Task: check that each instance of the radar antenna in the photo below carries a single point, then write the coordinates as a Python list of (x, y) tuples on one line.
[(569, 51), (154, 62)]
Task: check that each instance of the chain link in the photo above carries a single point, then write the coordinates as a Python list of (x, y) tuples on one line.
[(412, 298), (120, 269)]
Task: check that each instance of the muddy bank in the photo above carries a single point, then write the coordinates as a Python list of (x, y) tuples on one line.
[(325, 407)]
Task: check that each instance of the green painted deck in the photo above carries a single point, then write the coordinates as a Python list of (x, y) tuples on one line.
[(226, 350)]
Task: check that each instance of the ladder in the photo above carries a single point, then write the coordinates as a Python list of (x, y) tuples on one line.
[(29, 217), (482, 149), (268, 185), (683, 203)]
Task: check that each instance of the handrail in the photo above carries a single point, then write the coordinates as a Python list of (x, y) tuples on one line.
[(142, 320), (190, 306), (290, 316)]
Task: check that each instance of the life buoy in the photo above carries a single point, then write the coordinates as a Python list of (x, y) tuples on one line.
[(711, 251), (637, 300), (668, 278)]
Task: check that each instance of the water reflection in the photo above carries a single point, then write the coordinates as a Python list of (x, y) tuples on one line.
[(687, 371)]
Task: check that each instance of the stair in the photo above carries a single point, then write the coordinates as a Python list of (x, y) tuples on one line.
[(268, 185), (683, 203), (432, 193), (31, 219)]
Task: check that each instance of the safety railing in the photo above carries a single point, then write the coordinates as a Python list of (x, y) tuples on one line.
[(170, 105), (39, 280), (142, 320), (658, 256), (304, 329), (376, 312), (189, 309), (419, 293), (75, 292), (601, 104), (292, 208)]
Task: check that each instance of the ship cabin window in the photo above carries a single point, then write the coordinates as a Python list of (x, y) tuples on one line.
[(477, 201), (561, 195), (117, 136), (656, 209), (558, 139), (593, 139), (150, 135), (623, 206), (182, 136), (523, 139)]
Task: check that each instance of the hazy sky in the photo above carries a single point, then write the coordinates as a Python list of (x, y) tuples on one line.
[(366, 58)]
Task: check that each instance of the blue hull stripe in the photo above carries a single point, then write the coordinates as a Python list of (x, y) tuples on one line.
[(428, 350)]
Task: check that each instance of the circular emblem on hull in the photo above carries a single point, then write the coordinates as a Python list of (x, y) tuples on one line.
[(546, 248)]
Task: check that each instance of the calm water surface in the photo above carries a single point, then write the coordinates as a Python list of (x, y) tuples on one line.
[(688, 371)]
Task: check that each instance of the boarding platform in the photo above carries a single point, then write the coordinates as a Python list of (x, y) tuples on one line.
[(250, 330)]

━━━━━━

Your task: Lines from the one holding "Task: check that each instance of the safety" through the end of the material above should be output exactly, and all others skipped.

Response to this exercise:
Task: check that each instance of the safety railing in the photo above carries a single point, then write the coordinates as a Python list of (x, y) tuples on one line.
[(170, 105), (39, 280), (142, 320), (658, 256), (304, 329), (376, 312), (189, 309), (419, 293), (75, 292), (601, 104), (292, 208)]
Task: check that each instance of the ship cabin window in the photo above carries a single point, then write the coordinates as a Python list of (x, y) tuples on one line.
[(477, 201), (561, 195), (117, 136), (656, 209), (558, 139), (593, 139), (150, 135), (623, 206), (182, 136), (523, 139)]
Task: check that each instance of the hazy sky in the photo above carries a single point, then write the coordinates as a Python list of (x, y) tuples on one line.
[(366, 58)]
Task: check that each instance of the blue hull stripe in the photo above carries a single point, then write the coordinates as a Python list of (x, y) tuples on one line.
[(428, 350)]
Task: check that each instance of the circular emblem on hull in the photo above carries a single point, then write the coordinates as a Python list of (x, y) tuples on one line.
[(546, 248)]
Task: check that each instance of the calm water surface in the photo above carries a single point, then write the coordinates as a Python list of (x, y) tuples on one line.
[(688, 371)]
Task: check that each instance of the boarding platform in the photo above carries a single point, then write the coordinates as a Python list of (x, y) tuples on one line.
[(250, 330)]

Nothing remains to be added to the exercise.